-- start --
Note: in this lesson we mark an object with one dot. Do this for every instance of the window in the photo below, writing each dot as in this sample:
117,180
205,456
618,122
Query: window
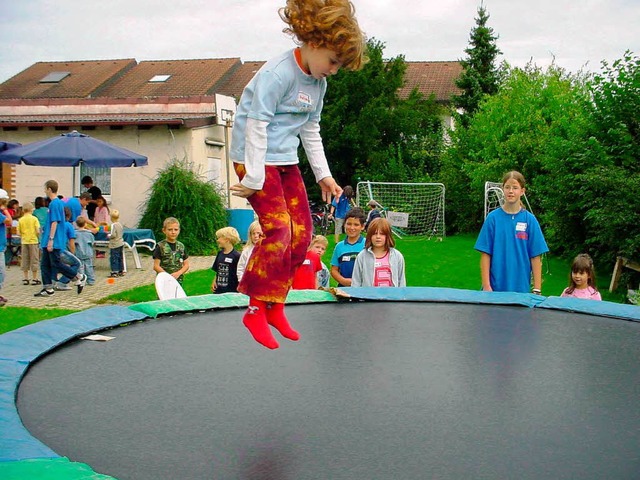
160,78
101,178
55,77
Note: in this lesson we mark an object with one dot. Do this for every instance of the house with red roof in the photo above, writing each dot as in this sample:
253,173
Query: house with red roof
161,109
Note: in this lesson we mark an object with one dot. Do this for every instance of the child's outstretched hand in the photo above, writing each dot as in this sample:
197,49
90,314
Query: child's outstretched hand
329,187
240,190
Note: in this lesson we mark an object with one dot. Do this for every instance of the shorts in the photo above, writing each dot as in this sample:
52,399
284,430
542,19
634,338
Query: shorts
30,257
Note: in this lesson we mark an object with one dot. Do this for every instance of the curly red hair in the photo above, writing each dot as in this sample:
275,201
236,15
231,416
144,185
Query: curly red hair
327,24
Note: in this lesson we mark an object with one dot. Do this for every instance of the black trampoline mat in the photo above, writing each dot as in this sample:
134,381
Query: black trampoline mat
372,391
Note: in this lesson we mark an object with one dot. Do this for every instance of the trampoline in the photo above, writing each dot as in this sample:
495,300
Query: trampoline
394,384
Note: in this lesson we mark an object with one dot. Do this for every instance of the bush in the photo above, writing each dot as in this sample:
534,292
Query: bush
179,191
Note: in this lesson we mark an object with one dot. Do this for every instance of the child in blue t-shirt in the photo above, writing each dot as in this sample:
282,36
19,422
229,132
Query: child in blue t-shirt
346,251
511,243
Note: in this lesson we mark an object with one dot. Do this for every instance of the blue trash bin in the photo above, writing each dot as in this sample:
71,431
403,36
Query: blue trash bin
240,219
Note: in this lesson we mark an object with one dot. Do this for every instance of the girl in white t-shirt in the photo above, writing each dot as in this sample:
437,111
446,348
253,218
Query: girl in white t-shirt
379,264
582,279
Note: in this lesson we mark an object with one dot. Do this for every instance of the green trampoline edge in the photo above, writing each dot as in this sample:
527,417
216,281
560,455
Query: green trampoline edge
60,468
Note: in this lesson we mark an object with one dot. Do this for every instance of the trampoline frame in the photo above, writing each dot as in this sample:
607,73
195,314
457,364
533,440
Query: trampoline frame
22,347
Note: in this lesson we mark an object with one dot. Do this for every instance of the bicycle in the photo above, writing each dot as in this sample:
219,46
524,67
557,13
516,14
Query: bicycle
322,221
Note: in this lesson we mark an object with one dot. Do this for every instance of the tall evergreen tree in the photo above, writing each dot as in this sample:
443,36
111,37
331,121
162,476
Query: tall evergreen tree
480,75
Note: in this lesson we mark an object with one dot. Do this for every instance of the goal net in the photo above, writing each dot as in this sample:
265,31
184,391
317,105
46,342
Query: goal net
412,208
494,197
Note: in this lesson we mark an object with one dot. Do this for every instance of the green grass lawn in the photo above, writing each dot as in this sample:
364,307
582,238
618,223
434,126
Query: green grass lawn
451,263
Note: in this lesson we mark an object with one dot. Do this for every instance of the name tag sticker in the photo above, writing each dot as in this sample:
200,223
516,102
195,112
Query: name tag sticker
521,227
304,98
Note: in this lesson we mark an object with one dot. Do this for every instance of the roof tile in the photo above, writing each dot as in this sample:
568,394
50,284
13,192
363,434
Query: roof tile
86,77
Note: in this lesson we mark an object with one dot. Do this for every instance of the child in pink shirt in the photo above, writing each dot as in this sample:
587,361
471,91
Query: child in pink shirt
582,279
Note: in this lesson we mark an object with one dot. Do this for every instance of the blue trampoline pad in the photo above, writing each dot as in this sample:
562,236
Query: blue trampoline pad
373,390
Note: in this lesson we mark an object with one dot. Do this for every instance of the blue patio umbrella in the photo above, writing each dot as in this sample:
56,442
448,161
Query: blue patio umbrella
70,150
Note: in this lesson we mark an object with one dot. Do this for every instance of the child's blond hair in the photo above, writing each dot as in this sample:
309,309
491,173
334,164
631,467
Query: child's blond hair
230,234
327,24
319,239
169,221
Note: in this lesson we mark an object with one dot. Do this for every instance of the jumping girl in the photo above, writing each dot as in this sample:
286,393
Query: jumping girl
281,103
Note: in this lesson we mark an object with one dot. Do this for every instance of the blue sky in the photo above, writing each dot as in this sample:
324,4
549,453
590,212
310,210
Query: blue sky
575,33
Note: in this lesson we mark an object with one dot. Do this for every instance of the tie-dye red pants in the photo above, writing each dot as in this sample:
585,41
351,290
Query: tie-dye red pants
283,211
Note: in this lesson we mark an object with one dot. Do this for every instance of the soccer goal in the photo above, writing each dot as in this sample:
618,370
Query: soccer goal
412,208
494,197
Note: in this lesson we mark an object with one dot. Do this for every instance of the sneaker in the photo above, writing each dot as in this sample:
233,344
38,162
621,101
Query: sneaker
81,282
44,293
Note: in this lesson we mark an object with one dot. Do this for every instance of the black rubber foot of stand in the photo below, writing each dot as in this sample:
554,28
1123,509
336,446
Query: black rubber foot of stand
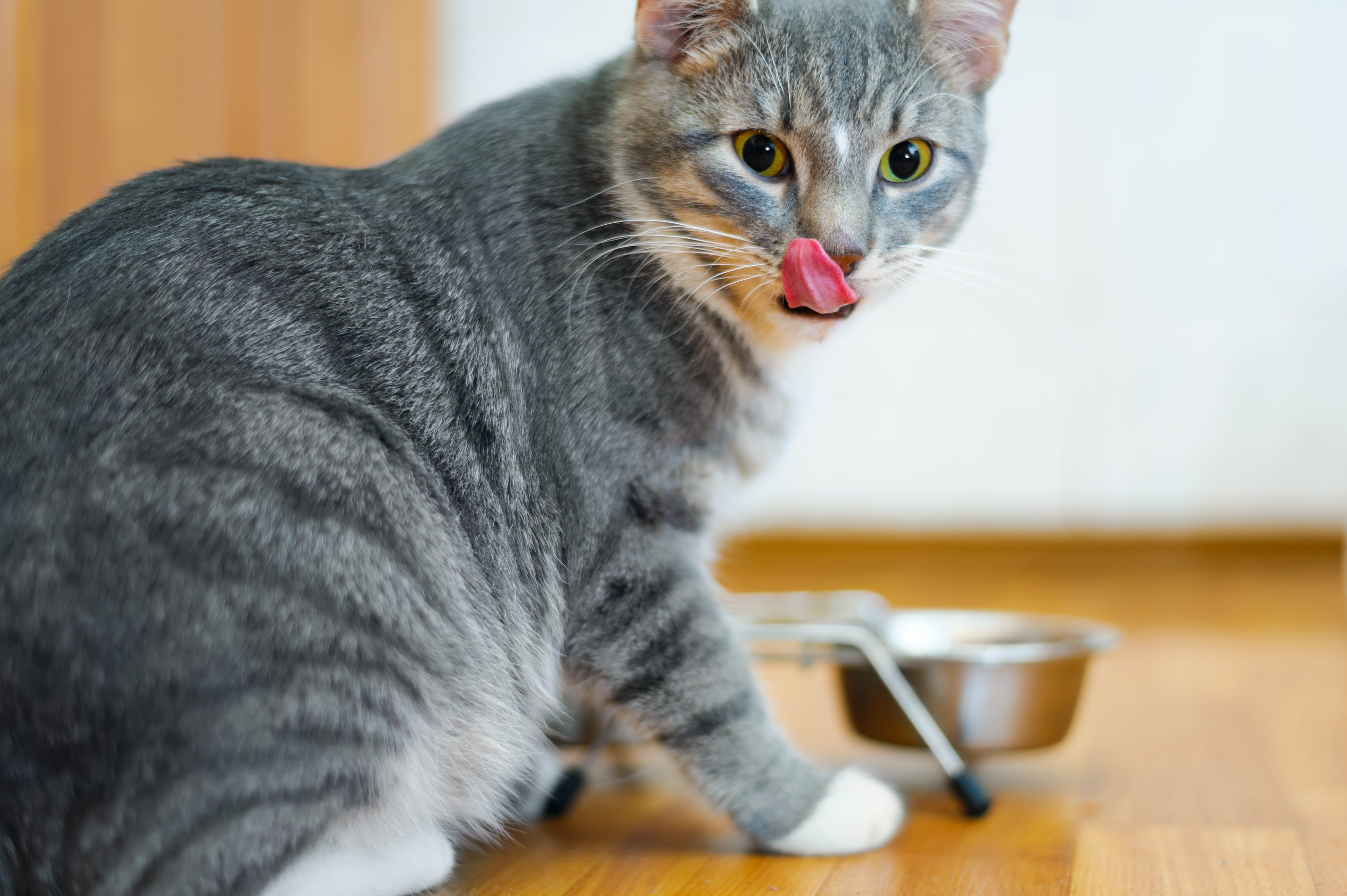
972,794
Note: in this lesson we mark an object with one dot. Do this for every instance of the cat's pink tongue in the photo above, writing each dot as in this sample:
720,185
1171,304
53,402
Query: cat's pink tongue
813,280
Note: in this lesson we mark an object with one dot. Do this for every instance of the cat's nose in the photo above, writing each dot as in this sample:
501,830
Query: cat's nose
846,262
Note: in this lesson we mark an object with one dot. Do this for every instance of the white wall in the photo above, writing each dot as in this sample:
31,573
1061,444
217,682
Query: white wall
1159,335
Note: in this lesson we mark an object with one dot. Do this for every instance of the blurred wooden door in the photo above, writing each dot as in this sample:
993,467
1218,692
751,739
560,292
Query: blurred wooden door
93,92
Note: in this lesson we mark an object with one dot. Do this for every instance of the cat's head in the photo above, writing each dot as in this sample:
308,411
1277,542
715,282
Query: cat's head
787,159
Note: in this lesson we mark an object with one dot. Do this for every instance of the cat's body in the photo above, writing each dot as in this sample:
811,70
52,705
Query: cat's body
313,483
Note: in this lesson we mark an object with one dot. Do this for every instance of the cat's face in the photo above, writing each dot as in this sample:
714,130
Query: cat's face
747,127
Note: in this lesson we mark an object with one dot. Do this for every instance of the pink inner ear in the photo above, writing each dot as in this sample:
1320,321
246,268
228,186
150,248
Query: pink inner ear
662,29
975,35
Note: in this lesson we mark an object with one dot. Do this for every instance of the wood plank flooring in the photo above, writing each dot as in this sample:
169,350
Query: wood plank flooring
1209,755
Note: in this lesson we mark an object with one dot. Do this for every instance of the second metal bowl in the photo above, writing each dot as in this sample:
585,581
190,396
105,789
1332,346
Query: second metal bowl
992,681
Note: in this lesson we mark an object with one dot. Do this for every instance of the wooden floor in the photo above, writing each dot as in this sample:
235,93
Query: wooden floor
1209,755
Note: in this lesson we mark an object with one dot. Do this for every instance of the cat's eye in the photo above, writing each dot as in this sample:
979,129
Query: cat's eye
763,153
906,162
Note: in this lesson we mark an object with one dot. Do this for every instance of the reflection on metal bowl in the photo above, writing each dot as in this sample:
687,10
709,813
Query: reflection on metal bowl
992,681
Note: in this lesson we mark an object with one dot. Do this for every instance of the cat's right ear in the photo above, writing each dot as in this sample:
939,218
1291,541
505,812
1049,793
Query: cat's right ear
689,35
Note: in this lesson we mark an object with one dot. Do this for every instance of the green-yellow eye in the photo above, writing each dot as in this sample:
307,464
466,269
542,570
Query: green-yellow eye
906,162
763,153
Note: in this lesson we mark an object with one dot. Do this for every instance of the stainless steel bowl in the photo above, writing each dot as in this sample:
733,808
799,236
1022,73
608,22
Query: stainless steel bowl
992,681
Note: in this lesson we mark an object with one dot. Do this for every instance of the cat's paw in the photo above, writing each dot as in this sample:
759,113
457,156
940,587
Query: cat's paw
857,813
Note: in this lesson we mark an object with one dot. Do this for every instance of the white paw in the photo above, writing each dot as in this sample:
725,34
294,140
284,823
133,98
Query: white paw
857,813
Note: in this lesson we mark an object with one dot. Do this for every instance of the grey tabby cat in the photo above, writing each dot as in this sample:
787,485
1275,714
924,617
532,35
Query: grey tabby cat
314,483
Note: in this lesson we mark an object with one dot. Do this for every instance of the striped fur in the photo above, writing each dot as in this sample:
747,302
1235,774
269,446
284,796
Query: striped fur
314,483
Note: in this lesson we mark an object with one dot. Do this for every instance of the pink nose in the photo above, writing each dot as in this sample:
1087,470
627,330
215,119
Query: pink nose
814,280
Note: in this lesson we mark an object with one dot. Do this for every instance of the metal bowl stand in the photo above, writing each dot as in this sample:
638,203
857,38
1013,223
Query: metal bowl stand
962,781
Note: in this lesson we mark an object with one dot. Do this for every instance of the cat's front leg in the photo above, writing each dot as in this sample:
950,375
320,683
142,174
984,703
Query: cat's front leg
655,640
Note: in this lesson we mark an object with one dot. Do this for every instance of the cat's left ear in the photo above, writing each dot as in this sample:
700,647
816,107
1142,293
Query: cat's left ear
970,38
689,35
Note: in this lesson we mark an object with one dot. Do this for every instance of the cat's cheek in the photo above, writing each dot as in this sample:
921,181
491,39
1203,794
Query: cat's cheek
857,814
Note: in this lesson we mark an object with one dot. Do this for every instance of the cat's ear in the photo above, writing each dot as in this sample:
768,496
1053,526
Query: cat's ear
689,34
970,38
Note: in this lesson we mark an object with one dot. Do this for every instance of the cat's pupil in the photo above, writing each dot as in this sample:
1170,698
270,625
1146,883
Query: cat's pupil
760,153
904,159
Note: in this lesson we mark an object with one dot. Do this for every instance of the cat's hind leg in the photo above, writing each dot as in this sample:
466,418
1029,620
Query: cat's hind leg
353,864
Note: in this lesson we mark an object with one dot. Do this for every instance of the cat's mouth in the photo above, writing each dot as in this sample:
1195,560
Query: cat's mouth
818,316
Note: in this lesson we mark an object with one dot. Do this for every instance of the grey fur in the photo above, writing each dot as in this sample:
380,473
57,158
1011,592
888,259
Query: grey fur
313,481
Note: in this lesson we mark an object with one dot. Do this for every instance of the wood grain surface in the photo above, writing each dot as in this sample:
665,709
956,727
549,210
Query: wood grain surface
1209,755
93,92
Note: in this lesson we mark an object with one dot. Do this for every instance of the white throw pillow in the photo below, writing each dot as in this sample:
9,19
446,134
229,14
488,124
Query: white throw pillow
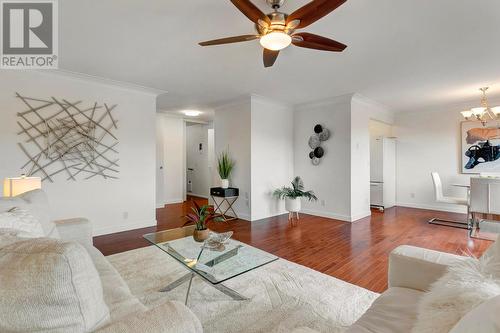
20,219
49,286
466,285
484,318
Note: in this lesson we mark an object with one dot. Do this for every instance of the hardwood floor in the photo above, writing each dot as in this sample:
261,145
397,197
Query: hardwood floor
354,252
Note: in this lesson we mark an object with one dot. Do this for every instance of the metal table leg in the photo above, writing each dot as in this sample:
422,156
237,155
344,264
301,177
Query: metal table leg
189,288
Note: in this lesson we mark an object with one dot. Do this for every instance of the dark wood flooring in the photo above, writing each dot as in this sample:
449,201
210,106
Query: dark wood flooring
354,252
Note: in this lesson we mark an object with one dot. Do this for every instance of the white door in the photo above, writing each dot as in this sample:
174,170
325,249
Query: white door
376,194
376,159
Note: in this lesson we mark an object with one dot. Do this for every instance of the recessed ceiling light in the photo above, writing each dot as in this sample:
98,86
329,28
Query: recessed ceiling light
192,113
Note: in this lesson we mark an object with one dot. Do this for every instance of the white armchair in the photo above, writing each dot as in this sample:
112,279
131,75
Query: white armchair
441,198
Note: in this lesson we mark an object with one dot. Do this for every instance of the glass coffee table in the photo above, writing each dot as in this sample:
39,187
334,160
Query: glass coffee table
213,266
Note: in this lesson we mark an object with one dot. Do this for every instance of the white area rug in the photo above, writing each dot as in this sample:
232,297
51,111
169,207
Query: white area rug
284,297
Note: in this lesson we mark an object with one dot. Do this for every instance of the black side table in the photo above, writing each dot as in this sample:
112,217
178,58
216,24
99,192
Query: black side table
227,196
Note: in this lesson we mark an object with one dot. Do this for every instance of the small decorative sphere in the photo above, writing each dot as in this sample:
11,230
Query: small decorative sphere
318,129
319,152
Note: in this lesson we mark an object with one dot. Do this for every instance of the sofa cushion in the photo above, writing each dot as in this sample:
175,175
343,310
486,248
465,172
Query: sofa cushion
21,220
393,311
49,286
117,295
483,318
466,285
37,204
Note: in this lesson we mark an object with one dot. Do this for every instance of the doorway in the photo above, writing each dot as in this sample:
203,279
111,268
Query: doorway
199,159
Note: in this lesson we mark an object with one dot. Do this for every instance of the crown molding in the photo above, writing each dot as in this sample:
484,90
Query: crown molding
104,81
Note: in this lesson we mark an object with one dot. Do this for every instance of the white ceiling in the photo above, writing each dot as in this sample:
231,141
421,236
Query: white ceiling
406,54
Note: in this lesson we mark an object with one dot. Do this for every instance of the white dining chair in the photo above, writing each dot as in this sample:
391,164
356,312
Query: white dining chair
485,198
439,197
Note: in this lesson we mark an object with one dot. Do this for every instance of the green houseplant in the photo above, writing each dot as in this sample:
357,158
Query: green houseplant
292,195
225,166
200,217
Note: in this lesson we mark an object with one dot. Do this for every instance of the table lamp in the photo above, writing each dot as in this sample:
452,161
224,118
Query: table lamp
19,185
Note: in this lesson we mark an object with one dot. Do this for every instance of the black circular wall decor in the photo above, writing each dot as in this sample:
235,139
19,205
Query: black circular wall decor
320,135
319,152
314,141
324,135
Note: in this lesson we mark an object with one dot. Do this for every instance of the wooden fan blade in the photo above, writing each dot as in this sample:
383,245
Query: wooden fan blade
250,10
313,11
228,40
311,41
270,57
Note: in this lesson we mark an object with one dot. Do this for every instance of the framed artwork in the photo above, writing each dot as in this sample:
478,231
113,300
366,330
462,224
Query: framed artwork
480,147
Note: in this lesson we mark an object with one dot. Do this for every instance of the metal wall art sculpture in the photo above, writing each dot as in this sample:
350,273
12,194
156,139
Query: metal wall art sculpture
60,137
320,135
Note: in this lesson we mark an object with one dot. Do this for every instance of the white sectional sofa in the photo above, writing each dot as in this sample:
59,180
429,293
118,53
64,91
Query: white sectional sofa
412,271
62,283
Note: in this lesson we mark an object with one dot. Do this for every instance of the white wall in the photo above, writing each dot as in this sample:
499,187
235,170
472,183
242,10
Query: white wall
429,140
271,155
232,133
112,205
170,184
342,180
198,160
331,179
362,111
379,129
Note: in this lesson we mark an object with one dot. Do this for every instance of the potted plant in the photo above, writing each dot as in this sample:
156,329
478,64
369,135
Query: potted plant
293,194
200,217
225,166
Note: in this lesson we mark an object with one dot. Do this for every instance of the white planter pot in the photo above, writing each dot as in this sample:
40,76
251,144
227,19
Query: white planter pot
293,205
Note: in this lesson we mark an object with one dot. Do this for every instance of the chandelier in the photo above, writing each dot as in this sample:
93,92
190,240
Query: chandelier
483,113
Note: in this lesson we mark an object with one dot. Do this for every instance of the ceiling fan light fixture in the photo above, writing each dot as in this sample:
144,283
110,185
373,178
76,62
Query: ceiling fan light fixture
275,41
191,113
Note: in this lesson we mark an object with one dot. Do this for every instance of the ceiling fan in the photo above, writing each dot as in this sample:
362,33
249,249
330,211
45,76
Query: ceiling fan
276,30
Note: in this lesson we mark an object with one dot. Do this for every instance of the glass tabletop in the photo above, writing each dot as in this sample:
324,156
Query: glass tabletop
215,266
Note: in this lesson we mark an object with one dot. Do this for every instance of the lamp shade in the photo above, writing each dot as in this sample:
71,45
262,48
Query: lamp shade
15,186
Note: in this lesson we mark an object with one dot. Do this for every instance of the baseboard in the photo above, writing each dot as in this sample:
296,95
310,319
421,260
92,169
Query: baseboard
357,217
273,215
198,195
123,227
450,209
245,217
329,215
169,202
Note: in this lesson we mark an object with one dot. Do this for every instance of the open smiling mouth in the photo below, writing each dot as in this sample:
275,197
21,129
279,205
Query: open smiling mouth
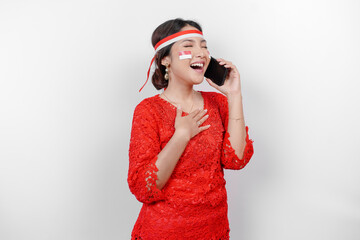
197,67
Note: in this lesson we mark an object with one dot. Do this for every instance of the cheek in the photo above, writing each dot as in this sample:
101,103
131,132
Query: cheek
185,55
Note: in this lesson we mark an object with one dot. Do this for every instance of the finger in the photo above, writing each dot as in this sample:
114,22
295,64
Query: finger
200,115
203,128
211,83
202,120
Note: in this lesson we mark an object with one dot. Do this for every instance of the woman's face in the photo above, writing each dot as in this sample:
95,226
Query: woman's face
190,70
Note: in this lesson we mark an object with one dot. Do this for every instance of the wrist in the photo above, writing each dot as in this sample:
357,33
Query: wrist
182,136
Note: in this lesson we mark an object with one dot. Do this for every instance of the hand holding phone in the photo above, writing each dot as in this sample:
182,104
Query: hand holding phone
216,72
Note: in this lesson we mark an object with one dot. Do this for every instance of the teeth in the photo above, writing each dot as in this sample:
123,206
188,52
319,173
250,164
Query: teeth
197,65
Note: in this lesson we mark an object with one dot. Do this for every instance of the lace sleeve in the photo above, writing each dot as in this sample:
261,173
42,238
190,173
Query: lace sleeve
229,159
143,151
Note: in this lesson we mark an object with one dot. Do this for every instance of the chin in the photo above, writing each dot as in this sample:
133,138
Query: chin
198,81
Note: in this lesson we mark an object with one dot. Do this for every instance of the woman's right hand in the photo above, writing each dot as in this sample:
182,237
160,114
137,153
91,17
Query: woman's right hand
190,125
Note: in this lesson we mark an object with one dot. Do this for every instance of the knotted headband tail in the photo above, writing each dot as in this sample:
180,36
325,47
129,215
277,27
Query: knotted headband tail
169,40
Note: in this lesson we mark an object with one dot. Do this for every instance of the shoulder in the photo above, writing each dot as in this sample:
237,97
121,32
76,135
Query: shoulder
146,103
145,107
214,97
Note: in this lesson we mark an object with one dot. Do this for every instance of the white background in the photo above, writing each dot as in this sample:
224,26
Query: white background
70,72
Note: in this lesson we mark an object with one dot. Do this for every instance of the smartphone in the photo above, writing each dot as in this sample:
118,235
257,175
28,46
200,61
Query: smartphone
216,72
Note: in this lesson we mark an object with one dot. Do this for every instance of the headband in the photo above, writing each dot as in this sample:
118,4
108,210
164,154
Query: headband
169,40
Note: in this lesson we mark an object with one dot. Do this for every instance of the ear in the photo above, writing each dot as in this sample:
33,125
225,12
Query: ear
165,60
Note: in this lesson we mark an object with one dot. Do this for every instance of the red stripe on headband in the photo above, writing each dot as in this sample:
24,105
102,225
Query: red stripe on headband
165,40
176,35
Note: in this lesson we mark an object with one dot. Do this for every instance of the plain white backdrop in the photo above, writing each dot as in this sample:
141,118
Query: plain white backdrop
70,72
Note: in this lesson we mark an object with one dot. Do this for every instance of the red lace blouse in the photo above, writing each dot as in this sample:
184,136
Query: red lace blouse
193,203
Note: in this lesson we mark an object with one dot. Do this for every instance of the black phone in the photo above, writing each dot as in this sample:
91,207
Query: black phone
216,72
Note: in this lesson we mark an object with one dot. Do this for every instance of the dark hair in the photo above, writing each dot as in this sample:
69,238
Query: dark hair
166,29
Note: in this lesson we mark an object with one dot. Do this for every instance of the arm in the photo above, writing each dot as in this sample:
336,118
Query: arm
237,147
149,166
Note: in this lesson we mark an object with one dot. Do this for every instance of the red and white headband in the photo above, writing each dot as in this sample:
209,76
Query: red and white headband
169,40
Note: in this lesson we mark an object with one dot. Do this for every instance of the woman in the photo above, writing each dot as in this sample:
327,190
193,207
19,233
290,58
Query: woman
181,140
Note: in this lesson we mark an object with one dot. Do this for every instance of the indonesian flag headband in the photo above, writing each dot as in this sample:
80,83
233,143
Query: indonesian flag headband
172,39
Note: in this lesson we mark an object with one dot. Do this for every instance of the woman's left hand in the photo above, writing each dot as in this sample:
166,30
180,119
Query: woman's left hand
232,83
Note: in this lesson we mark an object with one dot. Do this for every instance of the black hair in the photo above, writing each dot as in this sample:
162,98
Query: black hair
162,31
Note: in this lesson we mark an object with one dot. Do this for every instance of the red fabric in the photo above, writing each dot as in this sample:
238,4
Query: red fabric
193,203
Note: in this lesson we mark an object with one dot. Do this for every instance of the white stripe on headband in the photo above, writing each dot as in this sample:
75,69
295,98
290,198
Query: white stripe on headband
169,40
177,39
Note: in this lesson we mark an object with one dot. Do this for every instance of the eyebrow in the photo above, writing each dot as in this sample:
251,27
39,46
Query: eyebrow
190,40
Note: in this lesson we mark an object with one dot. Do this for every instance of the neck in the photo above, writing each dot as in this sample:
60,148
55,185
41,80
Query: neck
179,92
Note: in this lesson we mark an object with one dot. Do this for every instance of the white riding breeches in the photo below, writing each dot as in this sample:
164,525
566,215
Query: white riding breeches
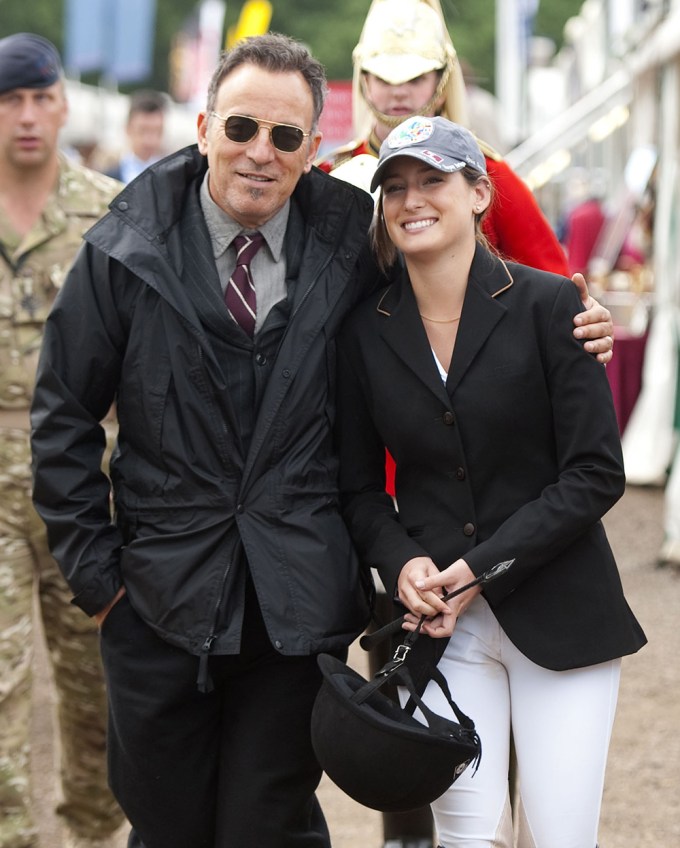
-- end --
Show each line of the records that contains the string "steel". Letter case counts.

◆ FULL OUTPUT ◆
Note: in this lesson we mark an object with one dot. Do this for every instance of the stainless steel bowl in the photo above, writing each dot as in this sample:
Query: stainless steel bowl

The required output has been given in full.